DATA TO PROCESS section start
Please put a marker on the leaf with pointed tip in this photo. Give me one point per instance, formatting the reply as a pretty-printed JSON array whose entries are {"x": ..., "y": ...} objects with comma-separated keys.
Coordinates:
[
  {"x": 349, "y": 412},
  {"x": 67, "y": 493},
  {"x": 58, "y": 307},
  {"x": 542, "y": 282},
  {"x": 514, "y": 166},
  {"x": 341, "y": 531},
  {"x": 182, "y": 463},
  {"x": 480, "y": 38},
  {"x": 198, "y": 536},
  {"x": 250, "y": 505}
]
DATA TO PROCESS section end
DATA TO PROCESS section start
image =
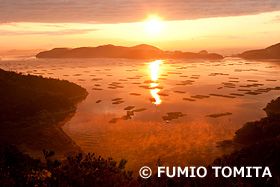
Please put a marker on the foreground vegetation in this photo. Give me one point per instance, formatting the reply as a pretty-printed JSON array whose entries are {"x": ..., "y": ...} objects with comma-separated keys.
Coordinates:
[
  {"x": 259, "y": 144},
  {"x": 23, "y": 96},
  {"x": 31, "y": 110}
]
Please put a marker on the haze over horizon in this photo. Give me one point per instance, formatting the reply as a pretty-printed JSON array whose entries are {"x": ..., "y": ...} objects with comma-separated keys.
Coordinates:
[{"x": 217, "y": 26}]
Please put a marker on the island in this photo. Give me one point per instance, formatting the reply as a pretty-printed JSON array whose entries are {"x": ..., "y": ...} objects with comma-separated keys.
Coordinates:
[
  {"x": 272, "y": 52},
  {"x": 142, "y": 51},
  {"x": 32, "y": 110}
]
DATA TO PROCESS section end
# WORK REQUEST
If a line above contains the word "pretty", list it.

# COMPLETED TASK
Please put a marker on the leaf with pointed tip in this photo. Give me one point per instance, formatting the reply as a pretty-printed JSON array whose entries are {"x": ..., "y": ...} objects with comma-separated keys.
Please put a marker on the foreground vegetation in this photo. Give me one point per instance, formatting the reply as a pretty-printed JSON array whose entries are {"x": ..., "y": ...} objects with comma-separated keys.
Please put a marker on the haze over horizon in this photo. Give me one point per instance, formatting the reply as a pretty-printed JSON array whose entries are {"x": ..., "y": ...} objects with comma-separated keys.
Please put a marker on the island in this photo. Give me one point per instance, formatting the reply as a pretty-printed JSON array whose entries are {"x": ..., "y": ...} objects with comma-separated keys.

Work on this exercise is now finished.